--- Begin GIVEN TEXT ---
The Best of Blondie (released in Germany and the Netherlands as Blondie's Hits) is the first greatest hits album by American rock band Blondie. It was released on October 31, 1981, by Chrysalis Records. The album peaked at number four in the United Kingdom and number 30 in the United States, while becoming the band's only number-one album in Australia.

Background
The album was issued in several versions with different track inclusion and running order which varied slightly between North American and international editions of The Best of Blondie, highlighting the popularity of particular songs in different countries. The US and Canadian editions included "One Way or Another", which was not issued as a single in Europe. The international version of the album included three songs that were not on the North American release: "Denis", "Picture This" and "Union City Blue".

Blondie's producer Mike Chapman remixed three tracks specially for this album. The special mix of "Heart of Glass" is a version that combines elements from the original album version (also the 7″ single mix in the UK) and the instrumental version. The special mix of "In the Flesh" is a Phil Spector-esque mix, with much echo. The special mix of "Sunday Girl" mixes vocals from the previously released French-language version of the song with the original English version. Additionally, "Rapture" appears in an edited version of the 12″ Disco Mix released in the UK and Europe and includes an extra verse that did not appear on the album Autoamerican, on which the song was originally issued.
--- End GIVEN TEXT ---
--- Begin RECORDS ---
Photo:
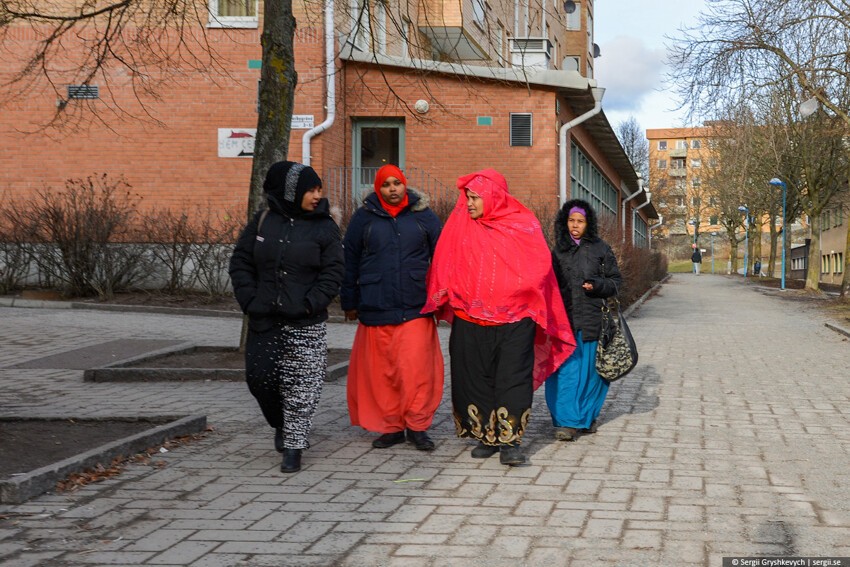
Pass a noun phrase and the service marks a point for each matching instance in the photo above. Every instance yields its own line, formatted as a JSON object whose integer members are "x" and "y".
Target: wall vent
{"x": 83, "y": 92}
{"x": 521, "y": 129}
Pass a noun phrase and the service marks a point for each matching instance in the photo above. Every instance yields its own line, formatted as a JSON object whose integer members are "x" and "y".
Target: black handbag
{"x": 616, "y": 354}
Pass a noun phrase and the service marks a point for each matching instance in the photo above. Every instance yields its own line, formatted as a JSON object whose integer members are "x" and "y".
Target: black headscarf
{"x": 285, "y": 185}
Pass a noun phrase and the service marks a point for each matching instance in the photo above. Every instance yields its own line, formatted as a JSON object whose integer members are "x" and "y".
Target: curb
{"x": 838, "y": 329}
{"x": 154, "y": 309}
{"x": 125, "y": 371}
{"x": 21, "y": 488}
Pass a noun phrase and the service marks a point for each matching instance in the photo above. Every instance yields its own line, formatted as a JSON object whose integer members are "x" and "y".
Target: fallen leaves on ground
{"x": 101, "y": 472}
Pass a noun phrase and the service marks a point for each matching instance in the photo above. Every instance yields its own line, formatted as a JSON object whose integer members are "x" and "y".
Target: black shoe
{"x": 278, "y": 439}
{"x": 388, "y": 440}
{"x": 483, "y": 451}
{"x": 511, "y": 455}
{"x": 291, "y": 460}
{"x": 420, "y": 439}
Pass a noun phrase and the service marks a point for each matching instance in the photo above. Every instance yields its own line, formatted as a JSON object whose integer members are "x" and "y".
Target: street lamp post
{"x": 776, "y": 181}
{"x": 746, "y": 212}
{"x": 713, "y": 234}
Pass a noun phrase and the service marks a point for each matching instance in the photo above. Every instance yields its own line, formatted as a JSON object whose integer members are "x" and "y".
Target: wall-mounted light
{"x": 421, "y": 106}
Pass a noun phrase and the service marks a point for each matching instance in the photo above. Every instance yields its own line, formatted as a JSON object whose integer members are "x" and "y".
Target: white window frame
{"x": 574, "y": 20}
{"x": 381, "y": 27}
{"x": 216, "y": 21}
{"x": 479, "y": 12}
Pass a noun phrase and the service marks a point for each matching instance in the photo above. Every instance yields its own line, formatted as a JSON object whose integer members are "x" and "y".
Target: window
{"x": 233, "y": 14}
{"x": 360, "y": 36}
{"x": 521, "y": 129}
{"x": 381, "y": 27}
{"x": 574, "y": 19}
{"x": 479, "y": 12}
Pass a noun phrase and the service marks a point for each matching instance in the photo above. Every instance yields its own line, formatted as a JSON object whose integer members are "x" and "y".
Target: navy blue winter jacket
{"x": 387, "y": 260}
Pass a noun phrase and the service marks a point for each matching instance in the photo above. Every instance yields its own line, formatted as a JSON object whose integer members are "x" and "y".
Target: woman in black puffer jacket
{"x": 587, "y": 274}
{"x": 286, "y": 268}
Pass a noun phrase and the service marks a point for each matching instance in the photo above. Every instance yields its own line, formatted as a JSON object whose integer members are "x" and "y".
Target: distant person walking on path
{"x": 286, "y": 268}
{"x": 587, "y": 274}
{"x": 492, "y": 279}
{"x": 696, "y": 258}
{"x": 395, "y": 376}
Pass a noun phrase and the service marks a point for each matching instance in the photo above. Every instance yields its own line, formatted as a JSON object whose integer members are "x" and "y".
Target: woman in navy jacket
{"x": 395, "y": 376}
{"x": 286, "y": 268}
{"x": 587, "y": 274}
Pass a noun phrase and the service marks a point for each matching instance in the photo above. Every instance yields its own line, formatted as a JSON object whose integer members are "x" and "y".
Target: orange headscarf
{"x": 386, "y": 171}
{"x": 498, "y": 268}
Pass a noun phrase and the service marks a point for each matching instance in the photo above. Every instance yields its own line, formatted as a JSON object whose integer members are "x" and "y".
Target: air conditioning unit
{"x": 531, "y": 52}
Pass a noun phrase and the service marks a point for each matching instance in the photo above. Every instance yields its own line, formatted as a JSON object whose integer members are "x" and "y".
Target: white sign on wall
{"x": 302, "y": 121}
{"x": 236, "y": 142}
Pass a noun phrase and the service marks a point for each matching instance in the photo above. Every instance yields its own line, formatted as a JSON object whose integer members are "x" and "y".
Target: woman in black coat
{"x": 286, "y": 268}
{"x": 587, "y": 274}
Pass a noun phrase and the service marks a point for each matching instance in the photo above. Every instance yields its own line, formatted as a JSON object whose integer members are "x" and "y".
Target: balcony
{"x": 452, "y": 33}
{"x": 531, "y": 52}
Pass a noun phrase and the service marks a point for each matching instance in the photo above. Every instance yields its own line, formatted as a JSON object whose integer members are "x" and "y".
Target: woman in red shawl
{"x": 492, "y": 278}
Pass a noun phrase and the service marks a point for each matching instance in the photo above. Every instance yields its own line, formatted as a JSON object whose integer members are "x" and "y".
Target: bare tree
{"x": 743, "y": 48}
{"x": 633, "y": 139}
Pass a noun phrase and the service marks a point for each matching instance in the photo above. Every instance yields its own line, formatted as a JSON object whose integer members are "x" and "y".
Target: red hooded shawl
{"x": 498, "y": 268}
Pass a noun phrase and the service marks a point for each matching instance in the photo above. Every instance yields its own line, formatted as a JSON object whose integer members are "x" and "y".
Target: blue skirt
{"x": 575, "y": 392}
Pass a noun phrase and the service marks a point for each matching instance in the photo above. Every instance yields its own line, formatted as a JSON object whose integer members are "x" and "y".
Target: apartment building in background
{"x": 678, "y": 160}
{"x": 439, "y": 87}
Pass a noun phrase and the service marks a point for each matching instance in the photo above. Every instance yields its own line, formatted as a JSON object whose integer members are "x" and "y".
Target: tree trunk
{"x": 774, "y": 235}
{"x": 813, "y": 273}
{"x": 276, "y": 95}
{"x": 276, "y": 98}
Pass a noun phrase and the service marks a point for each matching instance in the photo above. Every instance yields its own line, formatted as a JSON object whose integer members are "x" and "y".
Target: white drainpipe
{"x": 656, "y": 225}
{"x": 330, "y": 80}
{"x": 634, "y": 212}
{"x": 626, "y": 200}
{"x": 562, "y": 140}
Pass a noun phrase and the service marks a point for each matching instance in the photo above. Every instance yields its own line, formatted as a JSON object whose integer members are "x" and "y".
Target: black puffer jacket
{"x": 387, "y": 259}
{"x": 289, "y": 272}
{"x": 591, "y": 261}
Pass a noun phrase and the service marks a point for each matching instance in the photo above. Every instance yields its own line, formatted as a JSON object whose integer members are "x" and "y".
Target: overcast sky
{"x": 630, "y": 34}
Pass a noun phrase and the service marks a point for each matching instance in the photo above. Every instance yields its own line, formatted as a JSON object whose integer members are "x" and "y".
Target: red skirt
{"x": 395, "y": 377}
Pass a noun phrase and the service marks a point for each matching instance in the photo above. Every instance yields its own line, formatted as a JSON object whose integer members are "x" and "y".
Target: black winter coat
{"x": 290, "y": 272}
{"x": 387, "y": 260}
{"x": 592, "y": 261}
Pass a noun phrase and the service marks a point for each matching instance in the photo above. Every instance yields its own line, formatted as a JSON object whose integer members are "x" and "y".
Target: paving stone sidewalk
{"x": 731, "y": 438}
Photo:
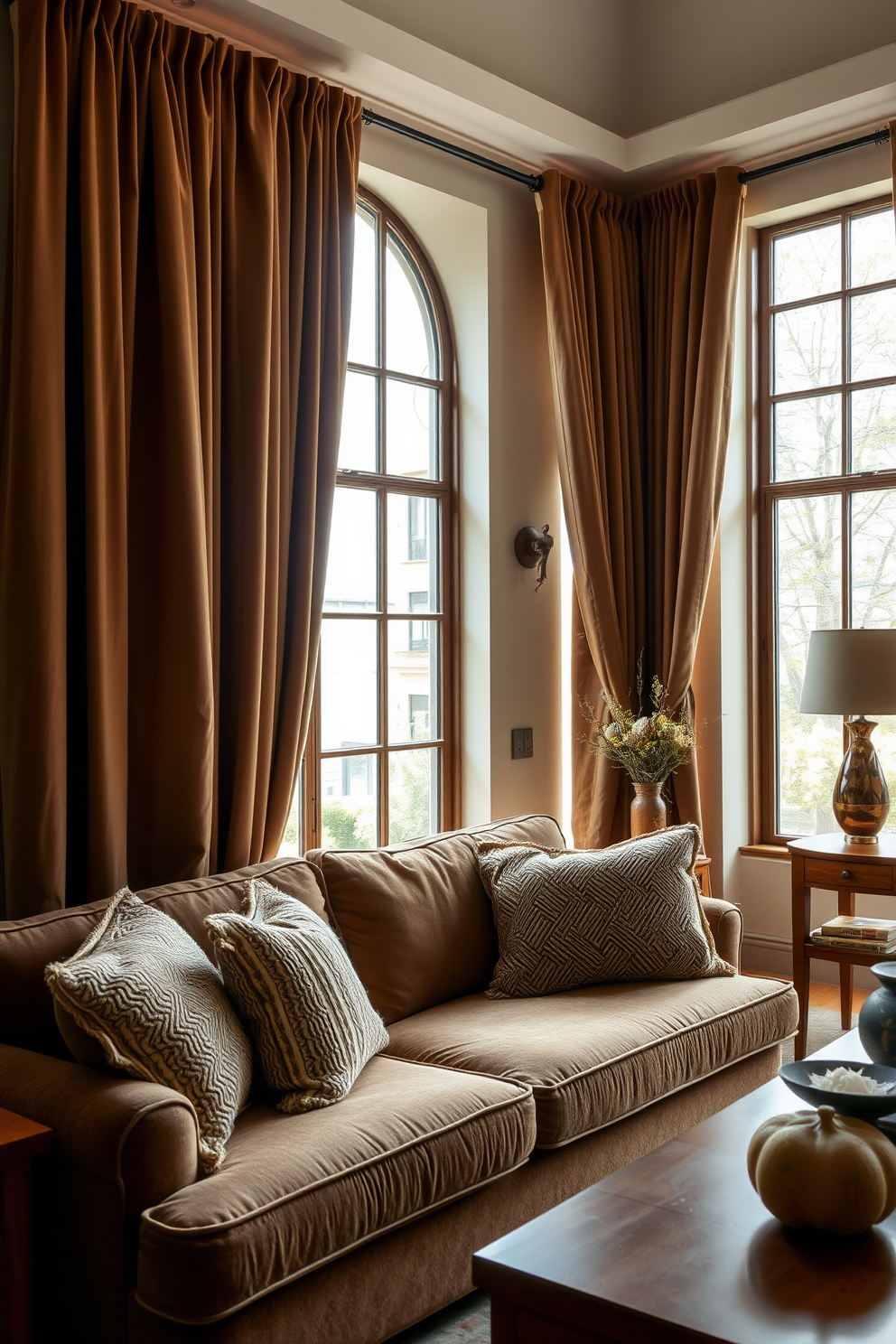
--- End RECORDS ---
WHAT IS ASKED -
a – Name every song title that appears in the article on The Best of Blondie.
b – Proceed with the article on The Best of Blondie, picking up after its final sentence.

RESULTS OF THE EXERCISE -
a – "One Way or Another", "Denis", "Picture This", "Union City Blue", "Heart of Glass", "In the Flesh", "Sunday Girl", "Rapture"

b –
The album cover was shot in June 1978 by British photographer Martyn Goddard on a rooftop in Midtown Manhattan.

Video version
A video version of the album was released on VHS, featuring the band's music videos. The video was interspersed with footage of a New York City taxi driver who would see Blondie videos being played on television screens throughout the city. During the intro sequence the song "Call Me" is played, making it another music video. "Sunday Girl" (incomplete) is played during the end credits. The Best of Blondie video album was re-released on DVD in 2002 as a part of Greatest Video Hits to coincide with the release of the album Greatest Hits. The songs "Call Me" and "Sunday Girl" were omitted from the track listing, but not from the video itself. In addition to the entirety of The Best of Blondie, this DVD also includes three bonus tracks not on the original release: "The Hardest Part", "Island of Lost Souls", and "Maria".

Track listing
All tracks are produced by Mike Chapman, except "In the Flesh", "(I'm Always Touched by Your) Presence, Dear", "Rip Her to Shreds" and "Denis", produced by Richard Gottehrer, and "Call Me", produced by Giorgio Moroder. All special mixes are produced by Chapman.

US and Canadian version

International version

Video version

Personnel
Credits adapted from the liner notes of the US and Canadian edition of The Best of Blondie.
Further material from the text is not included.